=== Your task ===
Rewrite every line of the items below as a JSON list of strings, one string per line, with no entries for blank lines. Leave the pictures out of the list.
## start
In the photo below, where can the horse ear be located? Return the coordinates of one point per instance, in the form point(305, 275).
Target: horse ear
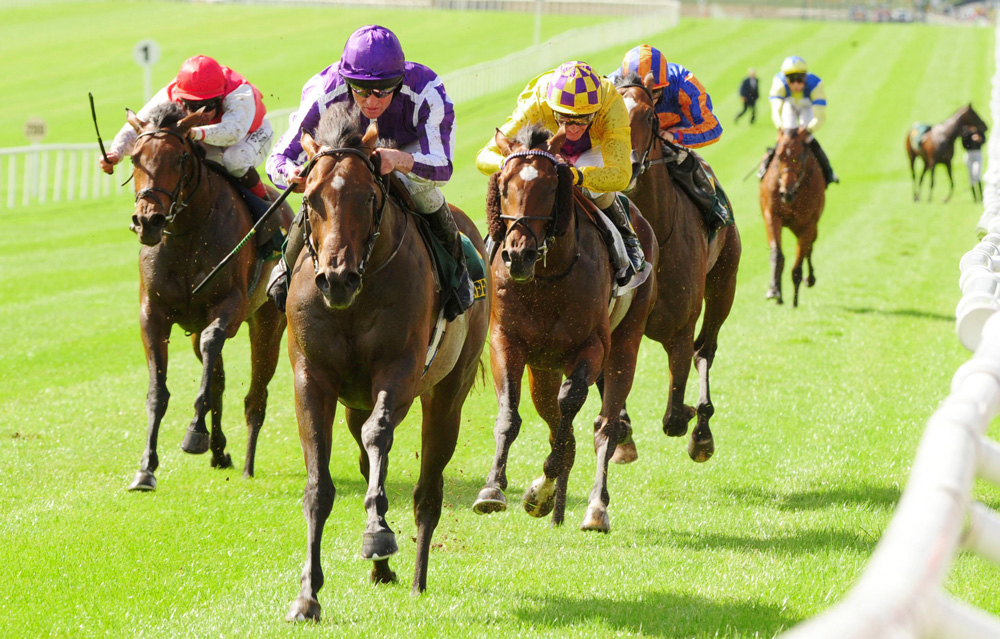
point(494, 225)
point(309, 145)
point(564, 200)
point(134, 120)
point(648, 81)
point(370, 139)
point(502, 141)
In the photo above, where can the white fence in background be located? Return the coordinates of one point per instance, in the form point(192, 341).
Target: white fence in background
point(901, 594)
point(67, 172)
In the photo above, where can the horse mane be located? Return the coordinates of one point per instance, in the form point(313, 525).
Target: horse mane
## end
=== Full answer ===
[
  "In the photo below, where can the horse ear be located? Return the coordinates of one point per instance, in the form point(305, 275).",
  "Target: horse ear",
  "point(494, 225)",
  "point(309, 145)",
  "point(564, 200)",
  "point(134, 120)",
  "point(648, 81)",
  "point(370, 139)",
  "point(502, 141)",
  "In the photo above, where can the white fence in background be located? Return the coordinates of one point per instance, in the form point(192, 341).",
  "Target: white fence in background",
  "point(901, 594)",
  "point(67, 172)",
  "In the photo above, where can the horse mane be located? Return the coordinates of one point per instance, in the form point(313, 525).",
  "Target: horse mane"
]